begin

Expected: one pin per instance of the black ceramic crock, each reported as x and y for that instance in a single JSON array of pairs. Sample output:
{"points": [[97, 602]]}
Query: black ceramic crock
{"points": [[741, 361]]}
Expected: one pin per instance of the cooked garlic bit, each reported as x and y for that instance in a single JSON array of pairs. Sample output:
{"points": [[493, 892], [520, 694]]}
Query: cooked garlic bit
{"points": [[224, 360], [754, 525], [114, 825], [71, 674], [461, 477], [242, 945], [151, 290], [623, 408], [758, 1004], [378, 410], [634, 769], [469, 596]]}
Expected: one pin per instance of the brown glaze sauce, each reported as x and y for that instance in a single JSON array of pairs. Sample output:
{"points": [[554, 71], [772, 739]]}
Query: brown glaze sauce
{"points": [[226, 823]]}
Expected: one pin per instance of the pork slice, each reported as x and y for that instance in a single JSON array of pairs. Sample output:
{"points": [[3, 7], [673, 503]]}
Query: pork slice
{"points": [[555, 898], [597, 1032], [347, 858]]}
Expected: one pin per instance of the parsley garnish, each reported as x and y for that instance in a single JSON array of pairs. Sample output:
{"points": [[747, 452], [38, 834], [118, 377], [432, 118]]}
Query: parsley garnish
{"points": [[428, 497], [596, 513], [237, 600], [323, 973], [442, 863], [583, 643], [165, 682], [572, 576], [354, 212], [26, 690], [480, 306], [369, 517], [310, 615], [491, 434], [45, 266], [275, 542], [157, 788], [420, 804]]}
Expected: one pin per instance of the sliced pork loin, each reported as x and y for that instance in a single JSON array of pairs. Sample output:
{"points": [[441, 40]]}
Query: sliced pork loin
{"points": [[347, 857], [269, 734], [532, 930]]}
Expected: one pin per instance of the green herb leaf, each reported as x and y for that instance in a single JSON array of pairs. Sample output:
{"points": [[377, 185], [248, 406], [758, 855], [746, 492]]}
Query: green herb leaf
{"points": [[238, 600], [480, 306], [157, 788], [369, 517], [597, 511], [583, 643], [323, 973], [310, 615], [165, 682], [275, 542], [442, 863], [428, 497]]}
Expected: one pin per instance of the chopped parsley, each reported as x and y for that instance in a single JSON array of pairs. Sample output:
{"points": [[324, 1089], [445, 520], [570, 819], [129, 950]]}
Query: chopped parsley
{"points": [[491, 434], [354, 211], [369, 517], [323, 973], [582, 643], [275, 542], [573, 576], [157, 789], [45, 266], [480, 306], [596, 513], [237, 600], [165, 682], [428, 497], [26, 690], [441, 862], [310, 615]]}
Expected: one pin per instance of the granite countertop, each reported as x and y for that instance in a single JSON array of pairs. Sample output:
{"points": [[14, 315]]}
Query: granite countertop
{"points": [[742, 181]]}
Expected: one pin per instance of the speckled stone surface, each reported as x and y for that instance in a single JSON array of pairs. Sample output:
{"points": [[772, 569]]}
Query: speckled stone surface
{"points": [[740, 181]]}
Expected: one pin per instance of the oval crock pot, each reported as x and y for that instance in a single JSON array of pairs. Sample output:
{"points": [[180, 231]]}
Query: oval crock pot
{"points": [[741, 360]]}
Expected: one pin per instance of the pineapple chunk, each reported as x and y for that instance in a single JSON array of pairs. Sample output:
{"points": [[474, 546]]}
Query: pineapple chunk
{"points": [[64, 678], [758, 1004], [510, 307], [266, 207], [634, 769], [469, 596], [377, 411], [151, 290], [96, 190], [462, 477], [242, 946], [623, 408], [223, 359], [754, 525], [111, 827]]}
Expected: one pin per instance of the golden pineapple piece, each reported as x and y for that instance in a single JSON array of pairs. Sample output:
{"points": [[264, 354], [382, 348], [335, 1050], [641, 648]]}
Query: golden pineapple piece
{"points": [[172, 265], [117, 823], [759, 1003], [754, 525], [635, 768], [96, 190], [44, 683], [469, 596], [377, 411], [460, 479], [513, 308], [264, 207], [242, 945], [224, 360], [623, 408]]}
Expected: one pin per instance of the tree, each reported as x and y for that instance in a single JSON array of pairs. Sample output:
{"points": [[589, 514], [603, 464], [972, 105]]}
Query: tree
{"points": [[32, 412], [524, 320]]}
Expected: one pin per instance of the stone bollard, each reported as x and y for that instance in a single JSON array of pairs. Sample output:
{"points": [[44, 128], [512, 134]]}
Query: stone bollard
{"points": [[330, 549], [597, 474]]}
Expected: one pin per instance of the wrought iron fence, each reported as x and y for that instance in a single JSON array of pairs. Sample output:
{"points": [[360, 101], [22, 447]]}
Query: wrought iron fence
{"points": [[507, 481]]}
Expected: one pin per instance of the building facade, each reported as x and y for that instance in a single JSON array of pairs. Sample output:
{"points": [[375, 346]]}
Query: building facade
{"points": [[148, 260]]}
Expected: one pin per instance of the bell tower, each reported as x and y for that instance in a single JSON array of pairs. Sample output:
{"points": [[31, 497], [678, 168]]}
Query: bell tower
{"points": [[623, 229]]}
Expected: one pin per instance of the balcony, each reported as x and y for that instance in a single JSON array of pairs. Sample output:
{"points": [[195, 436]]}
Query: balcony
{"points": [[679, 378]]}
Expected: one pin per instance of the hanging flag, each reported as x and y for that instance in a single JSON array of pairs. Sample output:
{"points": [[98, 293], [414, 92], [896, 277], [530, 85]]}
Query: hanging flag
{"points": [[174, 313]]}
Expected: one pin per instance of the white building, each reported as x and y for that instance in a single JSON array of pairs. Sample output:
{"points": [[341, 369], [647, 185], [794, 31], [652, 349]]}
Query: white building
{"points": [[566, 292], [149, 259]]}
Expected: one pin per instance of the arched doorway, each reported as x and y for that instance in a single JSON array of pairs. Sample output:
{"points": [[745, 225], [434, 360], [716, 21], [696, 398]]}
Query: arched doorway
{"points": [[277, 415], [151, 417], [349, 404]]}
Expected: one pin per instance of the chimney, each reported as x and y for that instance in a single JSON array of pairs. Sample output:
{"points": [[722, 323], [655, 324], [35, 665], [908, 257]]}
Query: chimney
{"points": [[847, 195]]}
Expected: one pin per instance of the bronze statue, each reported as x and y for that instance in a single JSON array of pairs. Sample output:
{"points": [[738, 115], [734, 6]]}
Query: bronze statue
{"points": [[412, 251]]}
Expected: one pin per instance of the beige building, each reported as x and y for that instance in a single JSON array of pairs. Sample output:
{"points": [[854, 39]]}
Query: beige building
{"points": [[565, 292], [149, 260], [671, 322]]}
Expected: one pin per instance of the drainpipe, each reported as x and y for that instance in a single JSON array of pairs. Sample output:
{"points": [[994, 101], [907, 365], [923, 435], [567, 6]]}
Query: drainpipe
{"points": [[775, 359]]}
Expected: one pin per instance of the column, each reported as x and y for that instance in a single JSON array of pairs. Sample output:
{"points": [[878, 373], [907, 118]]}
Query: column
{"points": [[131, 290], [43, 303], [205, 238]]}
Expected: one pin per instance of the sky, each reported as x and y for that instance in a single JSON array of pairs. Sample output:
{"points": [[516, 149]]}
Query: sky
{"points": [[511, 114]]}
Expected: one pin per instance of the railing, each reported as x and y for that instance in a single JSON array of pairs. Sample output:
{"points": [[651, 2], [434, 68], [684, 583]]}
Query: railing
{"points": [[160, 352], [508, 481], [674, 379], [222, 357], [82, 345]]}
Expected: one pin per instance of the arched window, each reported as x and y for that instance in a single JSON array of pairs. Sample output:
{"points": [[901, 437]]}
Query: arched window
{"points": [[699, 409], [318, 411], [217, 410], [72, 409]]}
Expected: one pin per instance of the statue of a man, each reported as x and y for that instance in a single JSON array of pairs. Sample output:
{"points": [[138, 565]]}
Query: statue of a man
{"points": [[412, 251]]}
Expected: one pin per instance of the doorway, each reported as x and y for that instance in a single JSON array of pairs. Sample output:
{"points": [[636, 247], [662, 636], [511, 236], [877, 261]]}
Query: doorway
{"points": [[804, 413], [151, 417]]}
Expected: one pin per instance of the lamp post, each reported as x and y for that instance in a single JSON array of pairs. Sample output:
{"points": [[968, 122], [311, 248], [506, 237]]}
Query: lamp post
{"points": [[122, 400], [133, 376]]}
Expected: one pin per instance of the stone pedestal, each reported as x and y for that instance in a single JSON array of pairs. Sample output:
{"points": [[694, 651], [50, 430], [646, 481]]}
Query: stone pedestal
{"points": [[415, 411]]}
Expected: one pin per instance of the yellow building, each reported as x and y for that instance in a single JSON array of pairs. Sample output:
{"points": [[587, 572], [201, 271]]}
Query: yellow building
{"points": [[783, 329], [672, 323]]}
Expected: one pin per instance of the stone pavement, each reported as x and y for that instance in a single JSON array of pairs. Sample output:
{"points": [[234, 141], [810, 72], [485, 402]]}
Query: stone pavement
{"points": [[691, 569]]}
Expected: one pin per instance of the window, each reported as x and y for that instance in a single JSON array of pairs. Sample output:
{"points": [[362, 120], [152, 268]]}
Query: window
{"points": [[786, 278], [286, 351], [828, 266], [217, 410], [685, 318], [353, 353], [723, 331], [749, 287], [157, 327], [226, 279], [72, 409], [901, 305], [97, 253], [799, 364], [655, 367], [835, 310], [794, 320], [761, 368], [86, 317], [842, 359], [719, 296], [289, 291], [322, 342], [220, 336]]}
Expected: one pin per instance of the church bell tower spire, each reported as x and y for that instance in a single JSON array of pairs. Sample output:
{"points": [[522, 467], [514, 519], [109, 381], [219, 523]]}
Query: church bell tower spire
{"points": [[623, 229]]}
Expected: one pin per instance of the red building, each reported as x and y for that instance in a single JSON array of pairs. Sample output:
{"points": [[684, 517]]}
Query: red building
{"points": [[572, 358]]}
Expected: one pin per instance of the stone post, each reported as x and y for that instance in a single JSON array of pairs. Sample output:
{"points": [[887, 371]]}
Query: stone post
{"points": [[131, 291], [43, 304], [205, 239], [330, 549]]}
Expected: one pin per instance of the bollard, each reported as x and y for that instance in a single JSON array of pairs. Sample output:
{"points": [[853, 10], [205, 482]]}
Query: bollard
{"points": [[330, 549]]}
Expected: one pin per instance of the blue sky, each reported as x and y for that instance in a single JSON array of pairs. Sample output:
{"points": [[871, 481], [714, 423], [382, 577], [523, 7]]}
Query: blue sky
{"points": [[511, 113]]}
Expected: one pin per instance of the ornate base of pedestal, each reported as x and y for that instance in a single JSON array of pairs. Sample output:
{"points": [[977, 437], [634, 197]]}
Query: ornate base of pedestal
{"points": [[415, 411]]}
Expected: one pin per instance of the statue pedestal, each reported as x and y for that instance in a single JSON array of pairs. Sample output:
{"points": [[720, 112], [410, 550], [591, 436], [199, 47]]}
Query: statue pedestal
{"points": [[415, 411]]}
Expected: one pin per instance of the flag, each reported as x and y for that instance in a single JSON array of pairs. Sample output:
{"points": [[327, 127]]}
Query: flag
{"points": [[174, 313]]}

end

Rewrite the part of the items that opens with the line containing "Expected: one pin per instance of the pineapple" and closes with the line containing "Query: pineapple chunk" as a numbered list, leaving out blank lines.

1. Expected: one pin per instance of the pineapple chunk, each reported as x and y for that instance in a single JSON array of pairs. Sample output:
2. {"points": [[474, 546]]}
3. Query: pineapple chunk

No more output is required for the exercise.